_Required work_
Count the lines in the rows below that contain the word "nutcracker". Reply with that number alone.

Entries from a pointing dataset
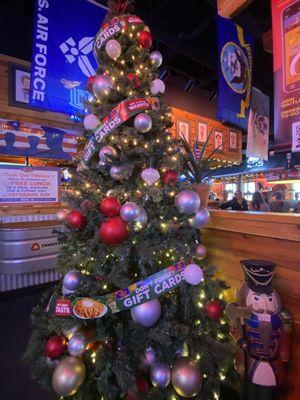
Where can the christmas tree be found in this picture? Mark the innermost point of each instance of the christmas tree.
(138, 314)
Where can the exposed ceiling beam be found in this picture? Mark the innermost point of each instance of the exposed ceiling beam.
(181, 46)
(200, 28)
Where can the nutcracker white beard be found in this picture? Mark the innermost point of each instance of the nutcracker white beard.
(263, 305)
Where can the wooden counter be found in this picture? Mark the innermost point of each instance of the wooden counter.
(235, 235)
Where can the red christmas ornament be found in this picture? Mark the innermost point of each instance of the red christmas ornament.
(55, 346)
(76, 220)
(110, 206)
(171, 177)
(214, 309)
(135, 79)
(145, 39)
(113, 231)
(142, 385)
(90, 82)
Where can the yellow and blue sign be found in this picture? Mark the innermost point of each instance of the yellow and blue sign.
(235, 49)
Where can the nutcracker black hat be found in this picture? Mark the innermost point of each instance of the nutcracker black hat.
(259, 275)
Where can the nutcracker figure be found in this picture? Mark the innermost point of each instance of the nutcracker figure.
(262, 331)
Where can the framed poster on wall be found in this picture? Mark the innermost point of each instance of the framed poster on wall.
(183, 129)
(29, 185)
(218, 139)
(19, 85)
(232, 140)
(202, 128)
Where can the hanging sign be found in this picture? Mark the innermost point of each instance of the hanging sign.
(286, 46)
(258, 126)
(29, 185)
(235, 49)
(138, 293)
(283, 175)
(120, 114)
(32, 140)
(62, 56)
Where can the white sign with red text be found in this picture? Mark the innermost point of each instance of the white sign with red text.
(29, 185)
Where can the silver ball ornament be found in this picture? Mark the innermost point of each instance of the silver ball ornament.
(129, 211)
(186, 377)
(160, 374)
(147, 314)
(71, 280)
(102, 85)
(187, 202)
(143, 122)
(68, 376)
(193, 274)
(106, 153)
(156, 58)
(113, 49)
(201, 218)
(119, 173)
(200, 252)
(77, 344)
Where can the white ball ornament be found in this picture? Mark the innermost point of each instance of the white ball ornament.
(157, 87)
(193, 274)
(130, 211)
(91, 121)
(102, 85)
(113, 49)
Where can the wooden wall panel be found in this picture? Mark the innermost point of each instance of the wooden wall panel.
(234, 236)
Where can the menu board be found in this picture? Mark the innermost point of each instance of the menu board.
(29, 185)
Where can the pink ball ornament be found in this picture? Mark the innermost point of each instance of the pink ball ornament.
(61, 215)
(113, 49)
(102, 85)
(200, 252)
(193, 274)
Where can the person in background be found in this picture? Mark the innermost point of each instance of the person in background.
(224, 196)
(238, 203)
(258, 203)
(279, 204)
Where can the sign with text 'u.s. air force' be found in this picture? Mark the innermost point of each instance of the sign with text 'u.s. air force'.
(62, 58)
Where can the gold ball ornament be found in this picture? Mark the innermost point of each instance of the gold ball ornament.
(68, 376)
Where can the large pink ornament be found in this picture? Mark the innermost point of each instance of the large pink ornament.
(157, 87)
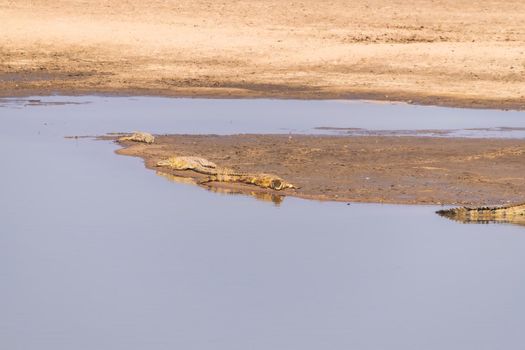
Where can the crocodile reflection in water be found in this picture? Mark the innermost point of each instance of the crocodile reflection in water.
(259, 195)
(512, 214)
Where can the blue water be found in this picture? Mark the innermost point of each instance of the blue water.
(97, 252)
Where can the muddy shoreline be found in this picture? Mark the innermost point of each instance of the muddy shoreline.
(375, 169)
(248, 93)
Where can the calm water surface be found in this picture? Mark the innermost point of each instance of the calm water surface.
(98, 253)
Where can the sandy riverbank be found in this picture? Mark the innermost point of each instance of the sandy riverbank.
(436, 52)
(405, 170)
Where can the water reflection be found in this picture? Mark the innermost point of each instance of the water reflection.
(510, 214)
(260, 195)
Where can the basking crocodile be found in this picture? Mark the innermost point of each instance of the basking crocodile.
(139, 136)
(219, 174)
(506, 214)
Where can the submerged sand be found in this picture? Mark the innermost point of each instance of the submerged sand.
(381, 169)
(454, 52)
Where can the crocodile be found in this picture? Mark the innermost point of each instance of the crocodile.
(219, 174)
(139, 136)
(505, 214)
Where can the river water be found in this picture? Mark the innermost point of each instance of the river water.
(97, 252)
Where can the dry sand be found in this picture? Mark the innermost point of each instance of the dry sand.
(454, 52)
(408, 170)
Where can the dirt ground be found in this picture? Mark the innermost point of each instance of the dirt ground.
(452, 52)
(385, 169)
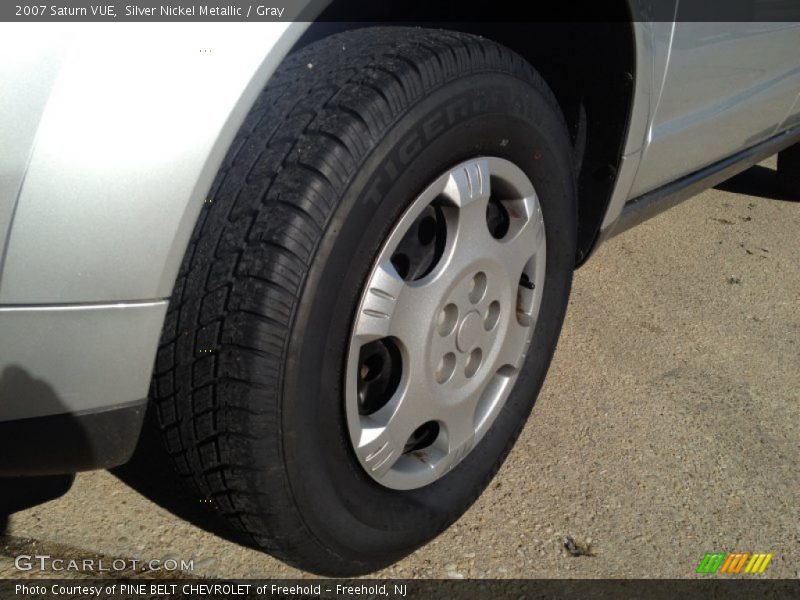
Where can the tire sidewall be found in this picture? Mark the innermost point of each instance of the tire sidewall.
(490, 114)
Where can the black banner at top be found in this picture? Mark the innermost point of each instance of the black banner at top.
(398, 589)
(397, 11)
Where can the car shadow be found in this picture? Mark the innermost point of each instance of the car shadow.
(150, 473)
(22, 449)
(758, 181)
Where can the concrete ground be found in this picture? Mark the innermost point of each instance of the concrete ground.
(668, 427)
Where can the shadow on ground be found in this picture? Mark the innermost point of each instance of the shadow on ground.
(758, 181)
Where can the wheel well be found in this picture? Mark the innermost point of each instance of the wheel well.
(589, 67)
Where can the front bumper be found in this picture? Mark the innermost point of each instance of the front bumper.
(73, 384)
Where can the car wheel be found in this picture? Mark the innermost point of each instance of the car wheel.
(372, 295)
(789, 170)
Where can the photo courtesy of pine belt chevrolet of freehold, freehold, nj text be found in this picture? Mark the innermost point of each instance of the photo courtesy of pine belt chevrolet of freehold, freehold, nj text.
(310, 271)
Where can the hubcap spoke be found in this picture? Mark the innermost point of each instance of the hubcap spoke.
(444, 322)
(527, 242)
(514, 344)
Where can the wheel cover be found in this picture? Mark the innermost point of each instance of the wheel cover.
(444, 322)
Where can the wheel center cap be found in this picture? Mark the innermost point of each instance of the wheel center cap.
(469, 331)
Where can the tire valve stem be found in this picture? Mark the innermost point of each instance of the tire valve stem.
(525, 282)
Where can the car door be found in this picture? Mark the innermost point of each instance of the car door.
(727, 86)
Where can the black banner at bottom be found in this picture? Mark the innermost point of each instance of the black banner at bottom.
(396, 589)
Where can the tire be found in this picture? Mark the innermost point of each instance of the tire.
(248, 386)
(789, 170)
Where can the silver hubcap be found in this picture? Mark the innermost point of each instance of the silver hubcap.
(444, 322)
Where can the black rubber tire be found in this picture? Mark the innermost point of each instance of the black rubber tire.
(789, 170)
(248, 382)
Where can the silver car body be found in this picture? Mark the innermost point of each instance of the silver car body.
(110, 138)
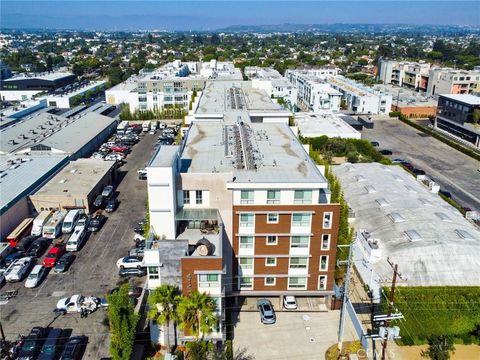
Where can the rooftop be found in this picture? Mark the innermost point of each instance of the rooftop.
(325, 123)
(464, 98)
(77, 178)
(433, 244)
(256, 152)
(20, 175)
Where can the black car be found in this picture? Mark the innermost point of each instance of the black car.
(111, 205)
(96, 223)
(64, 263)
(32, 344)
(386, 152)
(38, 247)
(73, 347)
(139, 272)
* * *
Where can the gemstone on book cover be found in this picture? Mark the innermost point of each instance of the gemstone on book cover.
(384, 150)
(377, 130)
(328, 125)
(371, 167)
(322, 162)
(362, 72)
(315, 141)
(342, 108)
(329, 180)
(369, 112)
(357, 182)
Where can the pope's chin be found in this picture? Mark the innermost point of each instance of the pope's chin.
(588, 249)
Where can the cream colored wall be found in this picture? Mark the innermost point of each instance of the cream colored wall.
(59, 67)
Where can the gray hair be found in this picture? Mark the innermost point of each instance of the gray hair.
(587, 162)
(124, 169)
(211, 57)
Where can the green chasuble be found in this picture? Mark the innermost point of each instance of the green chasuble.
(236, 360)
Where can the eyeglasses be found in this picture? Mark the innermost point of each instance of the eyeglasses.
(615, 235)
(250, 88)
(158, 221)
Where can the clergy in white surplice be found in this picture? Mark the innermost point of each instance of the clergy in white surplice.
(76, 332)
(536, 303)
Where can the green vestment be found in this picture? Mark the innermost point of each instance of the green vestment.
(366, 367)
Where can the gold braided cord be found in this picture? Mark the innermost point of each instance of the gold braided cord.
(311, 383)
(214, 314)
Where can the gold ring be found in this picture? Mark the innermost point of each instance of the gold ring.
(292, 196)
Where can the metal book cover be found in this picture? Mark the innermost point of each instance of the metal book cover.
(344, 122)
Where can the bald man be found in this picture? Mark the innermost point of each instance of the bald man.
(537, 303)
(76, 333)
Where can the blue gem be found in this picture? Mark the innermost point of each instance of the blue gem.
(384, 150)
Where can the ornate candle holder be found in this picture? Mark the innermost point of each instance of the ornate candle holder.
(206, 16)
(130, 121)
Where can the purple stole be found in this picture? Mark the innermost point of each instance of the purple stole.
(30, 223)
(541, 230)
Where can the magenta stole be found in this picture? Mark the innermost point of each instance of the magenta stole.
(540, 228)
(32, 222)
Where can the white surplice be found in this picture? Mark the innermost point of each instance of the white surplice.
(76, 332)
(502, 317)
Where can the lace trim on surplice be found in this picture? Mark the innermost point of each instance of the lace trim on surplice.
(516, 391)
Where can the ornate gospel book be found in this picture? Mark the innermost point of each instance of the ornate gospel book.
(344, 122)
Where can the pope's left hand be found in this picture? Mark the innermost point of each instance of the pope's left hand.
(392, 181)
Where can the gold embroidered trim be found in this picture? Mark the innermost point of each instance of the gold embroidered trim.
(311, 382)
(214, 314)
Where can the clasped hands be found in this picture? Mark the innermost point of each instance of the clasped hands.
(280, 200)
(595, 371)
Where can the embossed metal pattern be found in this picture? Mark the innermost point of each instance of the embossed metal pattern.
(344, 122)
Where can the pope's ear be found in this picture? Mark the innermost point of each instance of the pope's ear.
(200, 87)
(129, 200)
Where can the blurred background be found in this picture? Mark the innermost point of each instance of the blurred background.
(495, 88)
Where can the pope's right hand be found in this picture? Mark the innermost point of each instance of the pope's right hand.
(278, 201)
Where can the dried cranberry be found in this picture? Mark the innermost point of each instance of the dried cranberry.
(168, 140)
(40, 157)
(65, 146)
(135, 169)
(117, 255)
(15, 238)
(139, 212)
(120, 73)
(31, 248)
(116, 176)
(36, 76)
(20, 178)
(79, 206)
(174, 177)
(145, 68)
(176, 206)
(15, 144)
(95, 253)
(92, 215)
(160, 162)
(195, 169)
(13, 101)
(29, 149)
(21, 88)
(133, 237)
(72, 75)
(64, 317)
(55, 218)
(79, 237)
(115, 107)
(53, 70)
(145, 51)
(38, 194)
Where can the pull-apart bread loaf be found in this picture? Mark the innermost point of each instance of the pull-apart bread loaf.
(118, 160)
==
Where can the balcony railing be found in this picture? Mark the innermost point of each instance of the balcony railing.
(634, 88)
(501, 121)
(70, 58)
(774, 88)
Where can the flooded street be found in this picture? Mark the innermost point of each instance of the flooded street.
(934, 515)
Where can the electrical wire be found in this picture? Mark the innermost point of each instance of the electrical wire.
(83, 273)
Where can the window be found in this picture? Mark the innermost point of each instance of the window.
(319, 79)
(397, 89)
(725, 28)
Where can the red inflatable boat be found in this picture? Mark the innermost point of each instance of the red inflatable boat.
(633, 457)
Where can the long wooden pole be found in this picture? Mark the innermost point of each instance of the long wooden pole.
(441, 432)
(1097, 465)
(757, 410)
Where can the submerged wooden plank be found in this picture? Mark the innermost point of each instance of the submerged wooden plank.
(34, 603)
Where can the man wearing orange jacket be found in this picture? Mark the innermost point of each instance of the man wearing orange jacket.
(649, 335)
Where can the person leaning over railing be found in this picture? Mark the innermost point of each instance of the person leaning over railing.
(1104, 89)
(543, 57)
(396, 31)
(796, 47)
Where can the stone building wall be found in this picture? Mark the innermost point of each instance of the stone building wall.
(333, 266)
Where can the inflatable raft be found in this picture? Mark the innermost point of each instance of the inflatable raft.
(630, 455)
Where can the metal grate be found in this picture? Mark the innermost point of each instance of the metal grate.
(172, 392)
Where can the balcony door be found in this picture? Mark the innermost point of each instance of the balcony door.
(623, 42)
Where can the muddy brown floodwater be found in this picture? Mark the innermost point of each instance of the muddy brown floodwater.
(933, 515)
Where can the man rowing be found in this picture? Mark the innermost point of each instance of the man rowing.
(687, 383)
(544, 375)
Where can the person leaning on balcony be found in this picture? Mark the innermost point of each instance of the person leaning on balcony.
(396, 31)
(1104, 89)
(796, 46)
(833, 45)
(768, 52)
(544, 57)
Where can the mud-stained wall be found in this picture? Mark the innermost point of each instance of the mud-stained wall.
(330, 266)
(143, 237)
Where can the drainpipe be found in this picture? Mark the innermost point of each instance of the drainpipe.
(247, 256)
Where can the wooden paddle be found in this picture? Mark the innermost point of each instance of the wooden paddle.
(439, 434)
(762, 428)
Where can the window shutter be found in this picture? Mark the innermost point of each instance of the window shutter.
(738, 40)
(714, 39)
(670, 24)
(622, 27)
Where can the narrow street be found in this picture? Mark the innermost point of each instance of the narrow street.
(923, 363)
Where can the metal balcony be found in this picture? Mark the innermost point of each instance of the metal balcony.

_Result_
3